::: Data :::
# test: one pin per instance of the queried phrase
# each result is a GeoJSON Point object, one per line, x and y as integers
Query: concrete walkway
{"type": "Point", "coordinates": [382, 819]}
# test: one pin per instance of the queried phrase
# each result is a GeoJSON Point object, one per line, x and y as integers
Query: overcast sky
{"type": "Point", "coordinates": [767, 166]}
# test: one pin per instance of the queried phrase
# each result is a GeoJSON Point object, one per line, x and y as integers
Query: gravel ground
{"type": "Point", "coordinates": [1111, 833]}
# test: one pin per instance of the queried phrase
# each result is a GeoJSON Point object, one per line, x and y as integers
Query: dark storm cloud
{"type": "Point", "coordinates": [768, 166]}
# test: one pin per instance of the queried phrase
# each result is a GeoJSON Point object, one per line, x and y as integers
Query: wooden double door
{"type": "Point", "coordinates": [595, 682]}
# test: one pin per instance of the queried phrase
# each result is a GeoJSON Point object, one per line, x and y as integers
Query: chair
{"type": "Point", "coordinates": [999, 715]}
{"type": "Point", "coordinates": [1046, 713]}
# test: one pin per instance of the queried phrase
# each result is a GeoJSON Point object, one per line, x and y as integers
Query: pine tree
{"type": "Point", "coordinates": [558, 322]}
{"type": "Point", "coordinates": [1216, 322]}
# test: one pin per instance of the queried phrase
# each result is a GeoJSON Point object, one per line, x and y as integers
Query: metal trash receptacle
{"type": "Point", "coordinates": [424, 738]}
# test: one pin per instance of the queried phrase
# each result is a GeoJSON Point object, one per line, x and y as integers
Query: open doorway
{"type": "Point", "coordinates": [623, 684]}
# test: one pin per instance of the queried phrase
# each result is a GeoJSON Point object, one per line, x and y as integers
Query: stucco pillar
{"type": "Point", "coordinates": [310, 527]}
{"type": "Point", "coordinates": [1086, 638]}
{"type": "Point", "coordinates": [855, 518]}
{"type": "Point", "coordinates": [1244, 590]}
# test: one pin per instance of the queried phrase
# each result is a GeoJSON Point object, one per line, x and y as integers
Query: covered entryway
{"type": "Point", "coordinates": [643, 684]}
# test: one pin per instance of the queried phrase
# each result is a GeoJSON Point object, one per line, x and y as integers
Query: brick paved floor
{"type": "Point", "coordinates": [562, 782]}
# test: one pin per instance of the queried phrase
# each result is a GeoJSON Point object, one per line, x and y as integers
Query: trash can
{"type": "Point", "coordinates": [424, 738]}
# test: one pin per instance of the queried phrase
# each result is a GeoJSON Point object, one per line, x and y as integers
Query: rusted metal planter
:::
Copy all of the data exactly.

Exercise answer:
# test: one pin per instance of the queried phrase
# each result is a GeoJSON Point object, one per line, x and y as integers
Query: concrete walkway
{"type": "Point", "coordinates": [382, 819]}
# test: one pin per instance of the queried phrase
# each result is a GeoJSON Point object, one per line, x and y as integers
Query: overcast sky
{"type": "Point", "coordinates": [767, 166]}
# test: one pin per instance of the queried phrase
# each result is a GeoJSON Point object, one per line, x and y as integers
Query: gravel ground
{"type": "Point", "coordinates": [1111, 833]}
# test: one pin per instance of the queried phrase
# each result is a GeoJSON Point object, one per line, x and y as integers
Query: dark storm cloud
{"type": "Point", "coordinates": [768, 166]}
# test: one pin per instance of the queried phrase
# each result is a GeoJSON Point object, one per line, x and y as integers
Query: wooden double door
{"type": "Point", "coordinates": [595, 682]}
# test: one pin per instance of the queried phrase
# each result is a GeoJSON Point object, one per line, x and y as integers
Query: chair
{"type": "Point", "coordinates": [999, 715]}
{"type": "Point", "coordinates": [1046, 713]}
# test: one pin per instance of the queried phrase
# each result is a GeoJSON Point object, one per line, x and y as integers
Query: pine tree
{"type": "Point", "coordinates": [558, 322]}
{"type": "Point", "coordinates": [1216, 322]}
# test: one pin per instance of the queried phrase
# each result is a GeoJSON Point object, one per line, x and y as integers
Query: metal trash receptacle
{"type": "Point", "coordinates": [424, 738]}
# test: one pin per instance of the queried phrase
# each result is a GeoJSON Point object, one per line, x and y as integers
Query: open doorway
{"type": "Point", "coordinates": [623, 684]}
# test: one pin per instance of the queried phrase
# each result is a GeoJSON Point object, one per line, x and y as integers
Query: stucco pillar
{"type": "Point", "coordinates": [310, 527]}
{"type": "Point", "coordinates": [1086, 638]}
{"type": "Point", "coordinates": [855, 518]}
{"type": "Point", "coordinates": [1244, 590]}
# test: one pin per instance of the queried phrase
# each result is a GeoJSON Point object, one per line, x and y as integers
Query: covered entryway
{"type": "Point", "coordinates": [643, 684]}
# test: one pin per instance of the queried phrase
# each result is a GeoJSON Point object, one per line, x and y as integers
Query: brick paved floor
{"type": "Point", "coordinates": [562, 782]}
# test: one pin per instance of the queried phrase
# each result is a GeoJSON Point object, one per line, x and y as integers
Query: trash can
{"type": "Point", "coordinates": [424, 738]}
# test: one pin per instance of the queried phrase
# each result is a GeoJSON Point object, one per line, x and y as integers
Query: rusted metal planter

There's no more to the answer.